**WHAT TO WORK ON:**
Here, the job is to give back every entry below unchanged, omitting pictures.

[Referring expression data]
^^^^
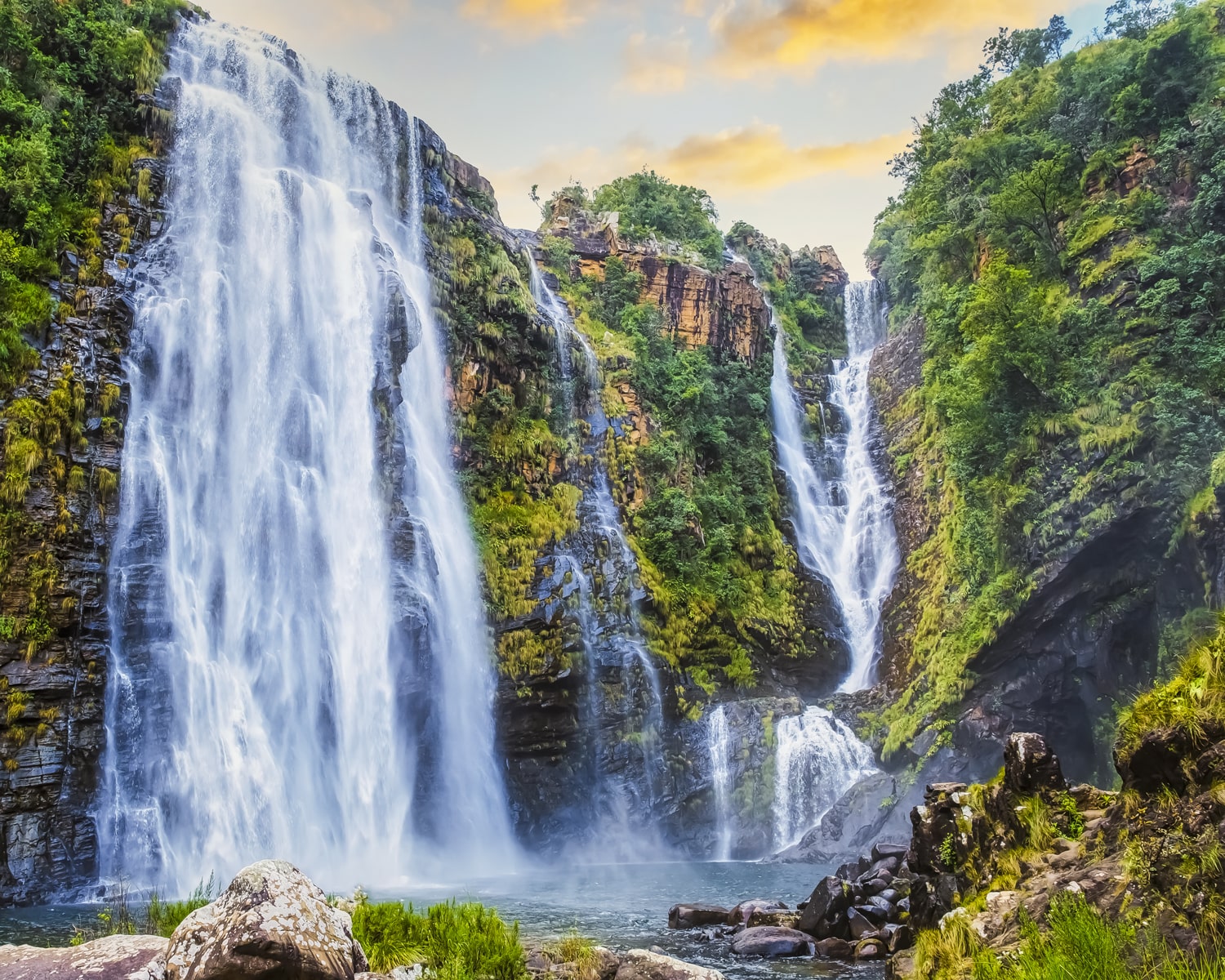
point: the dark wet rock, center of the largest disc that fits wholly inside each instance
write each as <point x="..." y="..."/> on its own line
<point x="755" y="906"/>
<point x="646" y="964"/>
<point x="1031" y="767"/>
<point x="831" y="897"/>
<point x="772" y="941"/>
<point x="695" y="915"/>
<point x="109" y="958"/>
<point x="859" y="924"/>
<point x="271" y="921"/>
<point x="870" y="948"/>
^^^^
**TASK SOLUTION:**
point: the dark wet rock, center of the largest disc that fits wholly inside each instance
write each as <point x="..." y="..."/> on its own line
<point x="755" y="906"/>
<point x="646" y="964"/>
<point x="1031" y="767"/>
<point x="831" y="897"/>
<point x="772" y="941"/>
<point x="695" y="915"/>
<point x="109" y="958"/>
<point x="859" y="924"/>
<point x="271" y="921"/>
<point x="870" y="948"/>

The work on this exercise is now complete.